__To-do list__.
(1) According to the valgrind note, which version of gcc was used?
(2) Write out the valgrind note starting at the words "I can no longer" and stopping after "(suppressed: 0 from 0)".
(3) Summarize the valgrind note in two sentences.

__Reading text__.
I can no longer reproduce this, not with clang or with gcc, I'm not sure if it is because of a code change or new compilers or valgrind changed

$ clang --version
clang version 11.0.0 (https://github.com/llvm/llvm-project.git 176249bd6732a8044d457092ed932768724a6f06)
Target: x86_64-unknown-linux-gnu

$ gcc --version
gcc (GCC) 10.2.0

$ CC=clang CFLAGS='-Os' ./configure --with-bignum=no --enable-experimental --enable-module-ecdh --enable-module-recovery --enable-module-schnorrsig --enable-module-extrakeys --disable-openssl-tests && make clean && make valgrind_ctime_test && libtool --mode=execute valgrind ./valgrind_ctime_test
==3791018== ERROR SUMMARY: 0 errors from 0 contexts (suppressed: 0 from 0)

__Supplied information__.

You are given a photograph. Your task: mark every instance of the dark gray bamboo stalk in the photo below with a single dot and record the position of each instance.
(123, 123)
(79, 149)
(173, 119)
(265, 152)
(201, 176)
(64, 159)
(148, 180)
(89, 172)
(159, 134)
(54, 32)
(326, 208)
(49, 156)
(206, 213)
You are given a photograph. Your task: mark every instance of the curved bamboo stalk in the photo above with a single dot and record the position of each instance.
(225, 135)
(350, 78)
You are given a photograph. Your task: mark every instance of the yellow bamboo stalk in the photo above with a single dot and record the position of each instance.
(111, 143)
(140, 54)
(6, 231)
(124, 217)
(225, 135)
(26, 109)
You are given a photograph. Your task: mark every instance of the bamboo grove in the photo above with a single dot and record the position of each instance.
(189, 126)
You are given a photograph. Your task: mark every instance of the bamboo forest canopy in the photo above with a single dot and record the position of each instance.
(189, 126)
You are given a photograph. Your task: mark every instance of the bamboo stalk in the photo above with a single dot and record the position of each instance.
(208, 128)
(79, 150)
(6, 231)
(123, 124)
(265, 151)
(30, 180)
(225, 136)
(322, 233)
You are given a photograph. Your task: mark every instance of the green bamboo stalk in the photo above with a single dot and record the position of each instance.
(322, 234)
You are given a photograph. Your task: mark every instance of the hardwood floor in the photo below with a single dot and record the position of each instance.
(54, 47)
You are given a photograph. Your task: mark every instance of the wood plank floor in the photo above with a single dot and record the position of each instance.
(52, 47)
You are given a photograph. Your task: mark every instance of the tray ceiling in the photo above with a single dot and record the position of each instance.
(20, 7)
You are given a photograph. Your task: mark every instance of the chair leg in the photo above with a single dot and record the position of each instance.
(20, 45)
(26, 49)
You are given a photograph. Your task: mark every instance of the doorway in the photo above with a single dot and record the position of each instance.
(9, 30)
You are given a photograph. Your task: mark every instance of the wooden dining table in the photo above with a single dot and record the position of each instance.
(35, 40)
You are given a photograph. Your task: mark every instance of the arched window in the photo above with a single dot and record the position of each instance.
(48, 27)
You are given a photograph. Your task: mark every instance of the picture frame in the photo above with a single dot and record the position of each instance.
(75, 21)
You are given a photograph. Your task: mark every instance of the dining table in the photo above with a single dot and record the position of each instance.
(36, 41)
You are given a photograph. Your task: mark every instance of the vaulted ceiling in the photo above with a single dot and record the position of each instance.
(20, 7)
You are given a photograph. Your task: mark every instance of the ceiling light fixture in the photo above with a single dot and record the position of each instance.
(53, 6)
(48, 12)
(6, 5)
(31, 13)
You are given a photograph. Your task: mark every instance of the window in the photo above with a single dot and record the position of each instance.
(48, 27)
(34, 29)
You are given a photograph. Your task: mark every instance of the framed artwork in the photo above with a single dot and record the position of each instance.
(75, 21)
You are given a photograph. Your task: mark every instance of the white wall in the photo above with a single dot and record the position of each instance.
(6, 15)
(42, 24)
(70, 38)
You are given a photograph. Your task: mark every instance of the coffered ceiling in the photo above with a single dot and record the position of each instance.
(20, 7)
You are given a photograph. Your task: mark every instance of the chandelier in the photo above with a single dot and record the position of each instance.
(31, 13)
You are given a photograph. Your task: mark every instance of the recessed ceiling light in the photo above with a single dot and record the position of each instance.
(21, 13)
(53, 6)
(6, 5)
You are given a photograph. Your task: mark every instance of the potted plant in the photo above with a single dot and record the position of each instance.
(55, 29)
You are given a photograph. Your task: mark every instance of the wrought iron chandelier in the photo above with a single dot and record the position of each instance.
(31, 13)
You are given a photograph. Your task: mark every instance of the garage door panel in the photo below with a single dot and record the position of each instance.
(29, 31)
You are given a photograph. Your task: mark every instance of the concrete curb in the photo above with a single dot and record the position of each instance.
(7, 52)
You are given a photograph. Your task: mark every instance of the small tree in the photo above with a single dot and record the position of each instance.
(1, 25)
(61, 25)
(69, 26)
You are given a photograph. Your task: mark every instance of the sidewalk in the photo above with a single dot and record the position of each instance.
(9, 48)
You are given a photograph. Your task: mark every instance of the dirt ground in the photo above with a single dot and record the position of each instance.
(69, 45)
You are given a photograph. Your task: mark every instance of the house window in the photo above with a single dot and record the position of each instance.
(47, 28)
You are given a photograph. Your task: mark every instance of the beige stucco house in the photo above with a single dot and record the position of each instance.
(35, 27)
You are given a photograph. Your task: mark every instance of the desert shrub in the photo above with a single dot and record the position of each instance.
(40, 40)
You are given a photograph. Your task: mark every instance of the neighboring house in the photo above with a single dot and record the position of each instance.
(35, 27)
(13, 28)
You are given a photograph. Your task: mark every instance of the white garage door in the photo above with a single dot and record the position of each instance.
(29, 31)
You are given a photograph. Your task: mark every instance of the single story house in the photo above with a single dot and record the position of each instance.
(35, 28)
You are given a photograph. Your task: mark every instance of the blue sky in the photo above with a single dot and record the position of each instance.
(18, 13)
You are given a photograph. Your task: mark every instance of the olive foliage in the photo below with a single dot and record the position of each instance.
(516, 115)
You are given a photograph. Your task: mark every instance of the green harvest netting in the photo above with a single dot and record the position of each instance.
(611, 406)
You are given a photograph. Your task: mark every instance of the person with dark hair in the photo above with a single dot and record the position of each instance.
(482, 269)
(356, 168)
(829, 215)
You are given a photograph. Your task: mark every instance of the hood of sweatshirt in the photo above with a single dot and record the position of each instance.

__Task solutions__.
(1) gcc (GCC) 10.2.0

(2)
I can no longer reproduce this, not with clang or with gcc, I'm not sure if it is because of a code change or new compilers or valgrind changed

$ clang --version
clang version 11.0.0 (https://github.com/llvm/llvm-project.git 176249bd6732a8044d457092ed932768724a6f06)
Target: x86_64-unknown-linux-gnu

$ gcc --version
gcc (GCC) 10.2.0

$ CC=clang CFLAGS='-Os' ./configure --with-bignum=no --enable-experimental --enable-module-ecdh --enable-module-recovery --enable-module-schnorrsig --enable-module-extrakeys --disable-openssl-tests && make clean && make valgrind_ctime_test && libtool --mode=execute valgrind ./valgrind_ctime_test
==3791018== ERROR SUMMARY: 0 errors from 0 contexts (suppressed: 0 from 0)

(3) The writer can no longer reproduce the problem with either clang or gcc, and is unsure whether a code change, newer compilers, or a change in valgrind is the cause. With clang 11.0.0 and gcc 10.2.0 installed, the writer configures the build with clang and -Os, builds valgrind_ctime_test, and runs it under valgrind, which reports 0 errors.